[Entries from a point annotation set]
========================================

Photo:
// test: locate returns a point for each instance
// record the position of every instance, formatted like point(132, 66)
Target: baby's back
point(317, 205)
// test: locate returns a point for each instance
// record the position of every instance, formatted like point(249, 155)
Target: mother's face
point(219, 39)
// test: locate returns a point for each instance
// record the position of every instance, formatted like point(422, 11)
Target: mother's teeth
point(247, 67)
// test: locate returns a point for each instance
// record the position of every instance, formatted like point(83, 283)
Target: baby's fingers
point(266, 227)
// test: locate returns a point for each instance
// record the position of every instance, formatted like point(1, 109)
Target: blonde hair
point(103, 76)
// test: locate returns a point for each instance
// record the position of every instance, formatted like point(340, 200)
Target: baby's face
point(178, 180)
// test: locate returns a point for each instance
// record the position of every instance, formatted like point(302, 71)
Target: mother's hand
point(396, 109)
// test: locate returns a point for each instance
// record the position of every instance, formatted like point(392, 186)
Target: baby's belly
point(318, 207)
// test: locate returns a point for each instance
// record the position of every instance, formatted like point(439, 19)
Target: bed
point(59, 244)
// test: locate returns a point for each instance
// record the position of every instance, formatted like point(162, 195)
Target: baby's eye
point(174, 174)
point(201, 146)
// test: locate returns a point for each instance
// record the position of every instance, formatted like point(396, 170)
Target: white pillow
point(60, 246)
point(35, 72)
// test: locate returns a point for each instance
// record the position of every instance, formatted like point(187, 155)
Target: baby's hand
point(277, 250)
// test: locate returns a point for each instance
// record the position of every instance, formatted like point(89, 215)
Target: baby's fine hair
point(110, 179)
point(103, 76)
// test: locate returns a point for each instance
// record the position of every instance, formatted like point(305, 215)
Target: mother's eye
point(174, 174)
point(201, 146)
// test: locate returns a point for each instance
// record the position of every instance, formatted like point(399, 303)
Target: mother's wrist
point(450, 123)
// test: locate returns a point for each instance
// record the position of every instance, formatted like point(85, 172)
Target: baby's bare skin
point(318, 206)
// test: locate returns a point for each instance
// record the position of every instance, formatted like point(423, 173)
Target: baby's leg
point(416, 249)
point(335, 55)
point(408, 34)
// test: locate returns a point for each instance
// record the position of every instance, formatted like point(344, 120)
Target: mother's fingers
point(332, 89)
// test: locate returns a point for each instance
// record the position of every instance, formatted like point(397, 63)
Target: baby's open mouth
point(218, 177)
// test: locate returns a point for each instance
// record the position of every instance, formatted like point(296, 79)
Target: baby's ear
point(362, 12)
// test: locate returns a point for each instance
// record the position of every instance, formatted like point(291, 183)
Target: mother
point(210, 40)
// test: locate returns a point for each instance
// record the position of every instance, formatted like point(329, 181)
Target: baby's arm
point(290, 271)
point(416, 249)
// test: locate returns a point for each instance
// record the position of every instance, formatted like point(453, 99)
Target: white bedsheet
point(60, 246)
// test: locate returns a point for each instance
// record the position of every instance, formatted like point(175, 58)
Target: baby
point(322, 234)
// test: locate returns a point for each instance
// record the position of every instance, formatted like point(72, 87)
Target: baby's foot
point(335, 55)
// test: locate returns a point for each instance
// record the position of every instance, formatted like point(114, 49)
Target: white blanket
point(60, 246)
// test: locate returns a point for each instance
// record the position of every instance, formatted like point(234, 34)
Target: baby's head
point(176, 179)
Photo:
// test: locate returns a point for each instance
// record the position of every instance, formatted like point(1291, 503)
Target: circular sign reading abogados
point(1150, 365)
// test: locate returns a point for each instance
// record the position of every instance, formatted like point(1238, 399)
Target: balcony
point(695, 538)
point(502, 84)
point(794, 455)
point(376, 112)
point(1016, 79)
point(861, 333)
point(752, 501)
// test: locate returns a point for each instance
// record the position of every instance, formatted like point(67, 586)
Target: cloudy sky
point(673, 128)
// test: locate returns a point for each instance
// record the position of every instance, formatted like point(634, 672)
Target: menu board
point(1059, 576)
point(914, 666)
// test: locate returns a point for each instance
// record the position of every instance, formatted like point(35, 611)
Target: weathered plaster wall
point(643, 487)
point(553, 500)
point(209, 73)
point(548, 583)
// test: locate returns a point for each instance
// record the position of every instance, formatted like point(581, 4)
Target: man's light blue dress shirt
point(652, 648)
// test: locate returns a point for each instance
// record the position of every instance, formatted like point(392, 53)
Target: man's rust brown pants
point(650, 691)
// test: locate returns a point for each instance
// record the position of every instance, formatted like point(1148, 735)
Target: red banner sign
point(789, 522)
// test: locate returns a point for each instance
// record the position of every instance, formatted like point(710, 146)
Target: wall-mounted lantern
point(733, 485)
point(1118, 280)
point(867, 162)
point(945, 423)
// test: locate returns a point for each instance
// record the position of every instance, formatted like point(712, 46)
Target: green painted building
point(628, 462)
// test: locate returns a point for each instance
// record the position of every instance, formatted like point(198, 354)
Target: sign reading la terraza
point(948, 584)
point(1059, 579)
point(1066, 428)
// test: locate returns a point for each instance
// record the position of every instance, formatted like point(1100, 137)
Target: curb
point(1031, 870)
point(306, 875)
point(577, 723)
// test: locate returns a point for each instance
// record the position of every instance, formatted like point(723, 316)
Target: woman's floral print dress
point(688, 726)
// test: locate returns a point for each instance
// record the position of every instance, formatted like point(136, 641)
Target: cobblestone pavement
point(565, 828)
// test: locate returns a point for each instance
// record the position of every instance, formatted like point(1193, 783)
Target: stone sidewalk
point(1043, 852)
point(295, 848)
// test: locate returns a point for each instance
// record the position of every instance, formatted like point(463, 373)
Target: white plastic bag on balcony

========================================

Given task |
Quote all the records. Keep every word exact.

Solution for this exercise |
Photo:
// test: locate returns a point for each instance
// record the position of every instance, formatted like point(132, 66)
Target: baby's back
point(317, 205)
// test: locate returns a point for each instance
// record the position of every instance, formatted like point(249, 155)
Target: mother's face
point(219, 39)
// test: locate returns a point for each instance
// record the position of every instance, formatted like point(422, 11)
Target: mother's teeth
point(247, 67)
// test: locate returns a point for each instance
// record the position of every instance, formatted like point(83, 283)
Target: baby's fingers
point(266, 227)
// test: locate returns a point for each instance
// record the position of every instance, formatted like point(1, 109)
Target: blonde hair
point(103, 76)
// test: locate returns a point for each instance
// record the position of every instance, formatted like point(340, 200)
Target: baby's face
point(178, 180)
// test: locate returns a point for each instance
// record the position of every instance, formatted like point(302, 71)
Target: mother's hand
point(396, 109)
// test: locate returns a point for each instance
// record the position of every instance, formatted like point(392, 186)
Target: baby's belly
point(318, 207)
// test: locate returns a point for each instance
// record the position of every instance, formatted like point(439, 19)
Target: bed
point(59, 244)
// test: locate returns a point for each instance
// record the position of every instance, formatted like point(162, 195)
Target: baby's eye
point(174, 174)
point(201, 146)
// test: locate returns a point for each instance
// record the position of every instance, formatted like point(396, 170)
Target: white pillow
point(60, 246)
point(35, 72)
// test: locate returns a point for each instance
// record the position of every instance, formatted like point(187, 155)
Target: baby's hand
point(277, 250)
// test: locate returns a point for each instance
// record the position of every instance, formatted like point(89, 215)
Target: baby's fine hair
point(110, 179)
point(103, 76)
// test: locate returns a point for each instance
// record the position of every instance, formatted like point(305, 215)
Target: mother's eye
point(174, 174)
point(201, 146)
// test: locate returns a point for each instance
// record the position of every instance, formatted like point(399, 303)
Target: mother's wrist
point(450, 123)
// test: locate returns a point for each instance
// record the position of every instance, formatted like point(85, 172)
Target: baby's bare skin
point(318, 206)
// test: locate returns a point for each instance
// record the position of every instance, formatted like point(423, 173)
Target: baby's leg
point(416, 249)
point(335, 55)
point(408, 34)
// test: locate returns a point for each instance
// record the position of every instance, formatted like point(344, 120)
Target: mother's fingers
point(332, 89)
// test: locate returns a point for each instance
// record the position of every instance, formatted like point(397, 63)
Target: baby's open mouth
point(218, 177)
// test: locate returns a point for each instance
// record the position of every instance, formatted like point(296, 79)
Target: baby's ear
point(362, 12)
// test: locate returns a point for each instance
// record the position of every instance, formatted like point(291, 183)
Target: mother
point(210, 40)
// test: locate returns a point for each instance
// record the position of every instance, formatted like point(329, 181)
Target: baby's arm
point(290, 271)
point(416, 249)
// test: locate returns a point for each instance
// record the position of every instance, formatted like point(453, 99)
Target: white bedsheet
point(60, 246)
// test: locate returns a point for each instance
// record the position of every instance, formatted like point(175, 58)
Target: baby
point(322, 234)
// test: locate returns a point for each instance
// record the position of every instance, formatted like point(72, 87)
Target: baby's foot
point(335, 55)
// test: locate returns a point for each instance
// record the position of every instance, formatted like point(114, 49)
Target: white blanket
point(60, 246)
// test: locate returns a point for each instance
// record the position of every instance, formatted like point(234, 34)
Target: baby's head
point(176, 179)
Photo:
// test: locate returns a point for each instance
// record the position of every instance, formatted like point(1291, 503)
Target: circular sign reading abogados
point(1150, 365)
// test: locate returns a point for each instance
// record the position of every instance, formatted like point(1238, 399)
Target: balcony
point(695, 538)
point(502, 84)
point(794, 455)
point(376, 112)
point(1016, 79)
point(861, 333)
point(752, 501)
// test: locate returns a point for each instance
// record the position of every instance, formatted like point(67, 586)
Target: cloudy sky
point(673, 128)
// test: locate returns a point for each instance
// record the position of every instance, formatted like point(634, 672)
Target: menu board
point(1059, 576)
point(914, 666)
// test: locate returns a point for each instance
// record the position of every instance, formatted like point(35, 611)
Target: weathered plaster wall
point(643, 487)
point(553, 500)
point(209, 73)
point(548, 583)
// test: locate returns a point for each instance
// record the position of every instance, formatted like point(581, 4)
Target: man's light blue dress shirt
point(652, 648)
// test: locate returns a point for each instance
// record the position of every instance, formatted like point(392, 53)
Target: man's rust brown pants
point(650, 691)
// test: locate returns a point for each instance
// record the position of every instance, formatted like point(1148, 735)
Target: red banner sign
point(789, 522)
// test: locate returns a point for each instance
// record the position of every instance, formatted like point(710, 146)
Target: wall-mounted lantern
point(733, 485)
point(1118, 280)
point(867, 162)
point(945, 423)
// test: locate returns a point for each instance
// record the position of every instance, formatted like point(712, 46)
Target: green painted building
point(628, 462)
// test: locate returns a point for each instance
// record the position of every instance, formatted like point(198, 354)
Target: sign reading la terraza
point(948, 584)
point(1059, 579)
point(1066, 428)
// test: locate returns a point for each instance
// record the position of every instance, formatted like point(1100, 137)
Target: curb
point(1031, 870)
point(306, 875)
point(577, 723)
// test: locate returns a point for each instance
// record the position of every instance, formatted like point(723, 316)
Target: woman's floral print dress
point(688, 726)
// test: locate returns a point for each instance
// record the position of every instance, formatted like point(136, 641)
Target: cobblestone pavement
point(565, 828)
// test: locate returns a point for each instance
// record the position of every instance, formatted like point(1193, 783)
Target: stone sidewalk
point(1043, 852)
point(295, 848)
// test: locate returns a point for each instance
// record the position of every instance, formatted like point(463, 373)
Target: white plastic bag on balcony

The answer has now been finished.